GIVEN INSTRUCTION:
Rewrite the lines from the one containing "If you could tag every instance of the awning" through the end of the records, inclusive, changing "awning over entrance" to "canopy above doorway" and leaving everything else as it is.

RECORDS SUPPLIED:

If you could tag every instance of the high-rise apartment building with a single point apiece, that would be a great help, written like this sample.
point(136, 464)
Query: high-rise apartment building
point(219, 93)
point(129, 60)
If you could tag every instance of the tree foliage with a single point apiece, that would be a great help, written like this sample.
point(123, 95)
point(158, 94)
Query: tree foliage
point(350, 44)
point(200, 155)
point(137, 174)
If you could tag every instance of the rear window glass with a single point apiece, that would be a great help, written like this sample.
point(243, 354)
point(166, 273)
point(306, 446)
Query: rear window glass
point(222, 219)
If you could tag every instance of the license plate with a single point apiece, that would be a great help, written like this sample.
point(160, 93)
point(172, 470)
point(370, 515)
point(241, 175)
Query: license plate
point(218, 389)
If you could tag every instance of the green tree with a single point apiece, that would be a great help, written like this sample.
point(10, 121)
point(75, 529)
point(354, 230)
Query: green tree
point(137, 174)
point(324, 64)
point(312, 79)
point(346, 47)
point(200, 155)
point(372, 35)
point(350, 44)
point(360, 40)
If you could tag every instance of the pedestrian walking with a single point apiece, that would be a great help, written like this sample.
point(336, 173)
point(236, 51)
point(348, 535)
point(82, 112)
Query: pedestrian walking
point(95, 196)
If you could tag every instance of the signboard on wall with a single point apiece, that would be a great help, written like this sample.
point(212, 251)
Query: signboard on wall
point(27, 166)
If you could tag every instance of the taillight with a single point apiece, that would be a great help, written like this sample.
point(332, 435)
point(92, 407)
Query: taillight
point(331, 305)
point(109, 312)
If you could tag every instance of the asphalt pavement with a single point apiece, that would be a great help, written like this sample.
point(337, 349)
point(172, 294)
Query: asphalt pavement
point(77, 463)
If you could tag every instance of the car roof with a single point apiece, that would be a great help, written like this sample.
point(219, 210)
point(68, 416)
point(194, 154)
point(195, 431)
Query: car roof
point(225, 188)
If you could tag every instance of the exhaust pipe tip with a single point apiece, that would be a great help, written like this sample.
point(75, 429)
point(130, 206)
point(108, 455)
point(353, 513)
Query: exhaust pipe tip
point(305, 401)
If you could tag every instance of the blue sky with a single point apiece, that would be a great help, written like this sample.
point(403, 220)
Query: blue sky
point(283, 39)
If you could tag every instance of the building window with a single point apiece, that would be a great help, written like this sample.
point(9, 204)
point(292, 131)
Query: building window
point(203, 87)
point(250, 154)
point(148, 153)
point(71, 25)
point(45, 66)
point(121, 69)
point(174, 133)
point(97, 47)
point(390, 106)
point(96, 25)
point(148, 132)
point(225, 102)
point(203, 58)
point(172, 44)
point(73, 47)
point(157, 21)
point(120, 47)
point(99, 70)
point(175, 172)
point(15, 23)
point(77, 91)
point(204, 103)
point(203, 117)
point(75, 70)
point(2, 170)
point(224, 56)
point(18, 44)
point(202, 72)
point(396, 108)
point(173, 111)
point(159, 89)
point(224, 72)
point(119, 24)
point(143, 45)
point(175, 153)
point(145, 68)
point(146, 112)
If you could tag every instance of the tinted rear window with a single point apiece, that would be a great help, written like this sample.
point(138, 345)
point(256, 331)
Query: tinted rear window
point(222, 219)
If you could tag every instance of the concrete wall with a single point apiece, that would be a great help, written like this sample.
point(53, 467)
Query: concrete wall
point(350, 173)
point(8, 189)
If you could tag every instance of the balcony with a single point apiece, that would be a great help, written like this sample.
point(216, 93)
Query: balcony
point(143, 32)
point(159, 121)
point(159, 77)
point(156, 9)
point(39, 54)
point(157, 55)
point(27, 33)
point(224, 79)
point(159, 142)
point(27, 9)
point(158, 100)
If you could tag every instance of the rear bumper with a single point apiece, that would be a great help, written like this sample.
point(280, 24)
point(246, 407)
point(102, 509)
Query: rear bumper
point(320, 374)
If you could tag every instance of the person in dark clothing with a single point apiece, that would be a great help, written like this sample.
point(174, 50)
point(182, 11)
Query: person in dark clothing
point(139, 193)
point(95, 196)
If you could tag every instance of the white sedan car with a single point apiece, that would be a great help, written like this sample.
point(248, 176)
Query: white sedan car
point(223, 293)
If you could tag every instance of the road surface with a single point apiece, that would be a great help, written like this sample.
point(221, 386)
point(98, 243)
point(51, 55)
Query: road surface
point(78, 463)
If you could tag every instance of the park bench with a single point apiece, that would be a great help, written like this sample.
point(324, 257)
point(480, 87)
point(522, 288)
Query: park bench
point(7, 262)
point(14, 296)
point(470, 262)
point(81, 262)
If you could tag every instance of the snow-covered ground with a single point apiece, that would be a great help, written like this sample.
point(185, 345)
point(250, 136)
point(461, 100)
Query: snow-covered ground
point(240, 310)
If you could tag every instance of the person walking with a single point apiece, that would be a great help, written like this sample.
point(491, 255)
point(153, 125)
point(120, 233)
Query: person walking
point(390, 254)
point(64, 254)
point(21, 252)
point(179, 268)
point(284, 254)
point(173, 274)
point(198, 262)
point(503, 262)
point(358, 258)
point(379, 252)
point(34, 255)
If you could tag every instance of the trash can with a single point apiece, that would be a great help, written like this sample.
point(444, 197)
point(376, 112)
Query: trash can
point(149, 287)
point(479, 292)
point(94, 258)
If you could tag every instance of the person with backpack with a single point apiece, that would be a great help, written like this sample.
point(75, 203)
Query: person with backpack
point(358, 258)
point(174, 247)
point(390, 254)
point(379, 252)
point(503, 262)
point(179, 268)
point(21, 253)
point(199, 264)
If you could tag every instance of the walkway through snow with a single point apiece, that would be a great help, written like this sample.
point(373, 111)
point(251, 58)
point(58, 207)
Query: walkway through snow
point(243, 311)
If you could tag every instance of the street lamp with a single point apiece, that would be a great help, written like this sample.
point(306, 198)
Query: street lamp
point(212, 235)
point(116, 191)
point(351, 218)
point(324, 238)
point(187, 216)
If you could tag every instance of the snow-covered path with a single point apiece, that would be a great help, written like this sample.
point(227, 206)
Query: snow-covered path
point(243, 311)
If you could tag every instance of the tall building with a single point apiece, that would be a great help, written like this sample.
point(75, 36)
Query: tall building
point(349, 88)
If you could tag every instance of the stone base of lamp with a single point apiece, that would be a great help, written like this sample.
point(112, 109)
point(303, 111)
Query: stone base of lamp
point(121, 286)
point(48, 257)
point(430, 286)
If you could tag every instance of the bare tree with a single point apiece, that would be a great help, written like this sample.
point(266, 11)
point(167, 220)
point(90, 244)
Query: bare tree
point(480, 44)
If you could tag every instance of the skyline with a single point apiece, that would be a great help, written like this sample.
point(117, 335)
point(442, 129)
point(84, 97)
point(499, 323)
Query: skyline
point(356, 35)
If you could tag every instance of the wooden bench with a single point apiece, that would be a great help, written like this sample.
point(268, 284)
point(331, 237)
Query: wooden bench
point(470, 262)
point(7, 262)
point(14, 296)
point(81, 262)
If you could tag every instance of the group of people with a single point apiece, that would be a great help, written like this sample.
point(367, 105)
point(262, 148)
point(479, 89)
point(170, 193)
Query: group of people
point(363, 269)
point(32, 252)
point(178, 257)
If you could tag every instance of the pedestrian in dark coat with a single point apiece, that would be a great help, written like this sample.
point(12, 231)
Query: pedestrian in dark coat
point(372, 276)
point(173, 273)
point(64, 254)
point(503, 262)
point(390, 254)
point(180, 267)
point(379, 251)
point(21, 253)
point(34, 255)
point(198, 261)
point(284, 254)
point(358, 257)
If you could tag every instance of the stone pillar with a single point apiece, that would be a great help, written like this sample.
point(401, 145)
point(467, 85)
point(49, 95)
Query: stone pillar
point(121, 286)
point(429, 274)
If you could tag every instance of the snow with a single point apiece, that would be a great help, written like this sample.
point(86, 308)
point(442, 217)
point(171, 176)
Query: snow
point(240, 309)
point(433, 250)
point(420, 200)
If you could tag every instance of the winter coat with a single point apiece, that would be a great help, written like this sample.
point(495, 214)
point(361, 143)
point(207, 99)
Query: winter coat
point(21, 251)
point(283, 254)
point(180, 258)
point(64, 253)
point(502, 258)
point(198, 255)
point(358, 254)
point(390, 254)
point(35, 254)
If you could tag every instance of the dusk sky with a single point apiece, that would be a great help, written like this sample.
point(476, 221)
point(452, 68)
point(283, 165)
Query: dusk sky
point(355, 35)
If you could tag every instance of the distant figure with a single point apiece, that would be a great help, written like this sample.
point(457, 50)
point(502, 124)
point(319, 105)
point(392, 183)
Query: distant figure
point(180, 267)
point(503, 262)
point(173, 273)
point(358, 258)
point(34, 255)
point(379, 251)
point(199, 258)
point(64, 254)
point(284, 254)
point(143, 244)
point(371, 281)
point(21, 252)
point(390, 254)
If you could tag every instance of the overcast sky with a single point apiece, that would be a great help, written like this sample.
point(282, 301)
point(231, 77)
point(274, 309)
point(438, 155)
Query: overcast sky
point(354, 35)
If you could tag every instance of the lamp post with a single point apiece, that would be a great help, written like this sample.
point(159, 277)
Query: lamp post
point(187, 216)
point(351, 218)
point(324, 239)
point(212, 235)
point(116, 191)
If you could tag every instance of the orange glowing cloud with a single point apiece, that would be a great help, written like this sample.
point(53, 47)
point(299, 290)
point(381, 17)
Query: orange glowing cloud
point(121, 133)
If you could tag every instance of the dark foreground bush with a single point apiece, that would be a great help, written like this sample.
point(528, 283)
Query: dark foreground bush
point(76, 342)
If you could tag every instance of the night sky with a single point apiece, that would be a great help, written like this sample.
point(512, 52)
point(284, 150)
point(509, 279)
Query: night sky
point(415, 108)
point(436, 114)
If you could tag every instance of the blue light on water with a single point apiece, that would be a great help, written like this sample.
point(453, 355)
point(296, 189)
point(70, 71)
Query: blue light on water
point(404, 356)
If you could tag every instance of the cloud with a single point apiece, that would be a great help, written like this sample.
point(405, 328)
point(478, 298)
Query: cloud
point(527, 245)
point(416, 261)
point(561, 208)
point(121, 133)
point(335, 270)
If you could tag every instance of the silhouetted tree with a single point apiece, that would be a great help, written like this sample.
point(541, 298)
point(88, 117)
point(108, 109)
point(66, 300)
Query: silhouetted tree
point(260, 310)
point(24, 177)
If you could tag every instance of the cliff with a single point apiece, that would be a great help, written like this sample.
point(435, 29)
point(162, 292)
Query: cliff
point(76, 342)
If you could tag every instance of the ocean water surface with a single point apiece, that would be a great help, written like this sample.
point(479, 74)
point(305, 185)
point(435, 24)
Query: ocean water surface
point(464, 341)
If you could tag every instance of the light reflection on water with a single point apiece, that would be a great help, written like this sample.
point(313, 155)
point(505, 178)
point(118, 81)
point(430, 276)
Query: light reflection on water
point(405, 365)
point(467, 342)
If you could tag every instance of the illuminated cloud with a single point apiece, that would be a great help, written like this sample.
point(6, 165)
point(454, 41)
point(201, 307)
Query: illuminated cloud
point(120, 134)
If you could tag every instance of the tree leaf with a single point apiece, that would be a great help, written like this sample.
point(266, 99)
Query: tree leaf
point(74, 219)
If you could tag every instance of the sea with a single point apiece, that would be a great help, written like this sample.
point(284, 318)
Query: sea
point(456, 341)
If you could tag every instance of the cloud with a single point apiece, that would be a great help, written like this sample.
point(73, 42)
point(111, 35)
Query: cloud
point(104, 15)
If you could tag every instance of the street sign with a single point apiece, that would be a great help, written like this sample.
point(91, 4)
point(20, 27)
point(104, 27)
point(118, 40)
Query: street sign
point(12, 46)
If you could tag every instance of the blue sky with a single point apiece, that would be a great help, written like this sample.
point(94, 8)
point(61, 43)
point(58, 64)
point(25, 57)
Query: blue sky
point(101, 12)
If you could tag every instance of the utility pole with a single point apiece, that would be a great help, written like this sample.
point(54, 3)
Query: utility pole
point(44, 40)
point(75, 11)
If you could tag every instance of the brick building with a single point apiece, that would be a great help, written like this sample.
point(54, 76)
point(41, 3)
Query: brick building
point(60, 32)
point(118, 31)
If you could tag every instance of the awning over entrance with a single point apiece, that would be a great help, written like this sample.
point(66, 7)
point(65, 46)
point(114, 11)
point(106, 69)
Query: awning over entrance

ANSWER FOR THE TASK:
If you could tag every instance of the canopy above doorway with a single point apiece, that would be a great help, written like this sample.
point(66, 7)
point(65, 46)
point(114, 11)
point(106, 69)
Query: canopy above doorway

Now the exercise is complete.